------ Dataset

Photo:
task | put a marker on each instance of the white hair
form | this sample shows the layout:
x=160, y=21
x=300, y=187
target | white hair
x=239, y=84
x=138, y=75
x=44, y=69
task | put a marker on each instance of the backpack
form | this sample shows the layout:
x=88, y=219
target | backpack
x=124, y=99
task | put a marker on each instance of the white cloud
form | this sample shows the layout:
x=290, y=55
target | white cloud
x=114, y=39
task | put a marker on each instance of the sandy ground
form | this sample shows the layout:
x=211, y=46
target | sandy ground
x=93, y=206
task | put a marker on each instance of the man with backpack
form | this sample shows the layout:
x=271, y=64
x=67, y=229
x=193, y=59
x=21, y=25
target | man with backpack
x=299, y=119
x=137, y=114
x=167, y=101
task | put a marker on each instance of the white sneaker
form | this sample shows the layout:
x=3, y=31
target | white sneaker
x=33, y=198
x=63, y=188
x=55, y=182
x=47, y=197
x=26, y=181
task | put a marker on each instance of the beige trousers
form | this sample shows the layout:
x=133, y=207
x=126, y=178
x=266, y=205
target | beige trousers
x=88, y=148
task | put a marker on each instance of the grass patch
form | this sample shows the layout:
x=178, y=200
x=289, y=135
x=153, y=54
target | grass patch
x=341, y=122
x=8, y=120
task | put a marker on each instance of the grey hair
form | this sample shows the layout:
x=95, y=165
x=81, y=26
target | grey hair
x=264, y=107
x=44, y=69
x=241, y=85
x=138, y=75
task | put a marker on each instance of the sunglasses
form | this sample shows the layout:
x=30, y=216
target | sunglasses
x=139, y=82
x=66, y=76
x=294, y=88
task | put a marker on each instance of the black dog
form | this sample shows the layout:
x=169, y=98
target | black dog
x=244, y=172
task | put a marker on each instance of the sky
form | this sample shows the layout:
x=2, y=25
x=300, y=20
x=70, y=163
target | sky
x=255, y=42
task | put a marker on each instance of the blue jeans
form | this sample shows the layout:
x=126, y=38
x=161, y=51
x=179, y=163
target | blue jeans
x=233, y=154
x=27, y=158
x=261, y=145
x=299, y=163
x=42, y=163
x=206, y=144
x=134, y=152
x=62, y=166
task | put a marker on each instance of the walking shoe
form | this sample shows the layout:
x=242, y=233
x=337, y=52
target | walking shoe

------------

| What is being asked |
Go through the listing above and write out exactly the lines starting with the one holding "task | put a marker on each instance of the beige" and running through the one holding "x=179, y=163", ends included, and no others.

| Finished task |
task | put a marker on each instance of the beige trousers
form | this sample shows the layout:
x=133, y=207
x=126, y=178
x=266, y=205
target | beige trousers
x=88, y=148
task | put a marker on each instance of the grass patch
form | this sample shows the layout:
x=178, y=200
x=289, y=135
x=153, y=54
target | grass patch
x=341, y=122
x=8, y=120
task | put a marker on each instance of the grey hair
form | this sample shows the layout:
x=95, y=165
x=81, y=26
target | grey hair
x=264, y=107
x=44, y=69
x=241, y=85
x=138, y=75
task | put a marker on each instance of the sunglasses
form | this sample shows the layout:
x=30, y=216
target | sunglasses
x=139, y=82
x=66, y=76
x=294, y=88
task | put a marker on each instance of the black dog
form | this sample shows the layout:
x=169, y=98
target | black dog
x=244, y=172
task | put a marker on each instance of the sky
form | this sample shows the layout:
x=2, y=25
x=300, y=20
x=70, y=163
target | sky
x=255, y=42
task | put a marker on each instance of the blue jeans
form | this sample shows the layout:
x=126, y=38
x=161, y=51
x=179, y=163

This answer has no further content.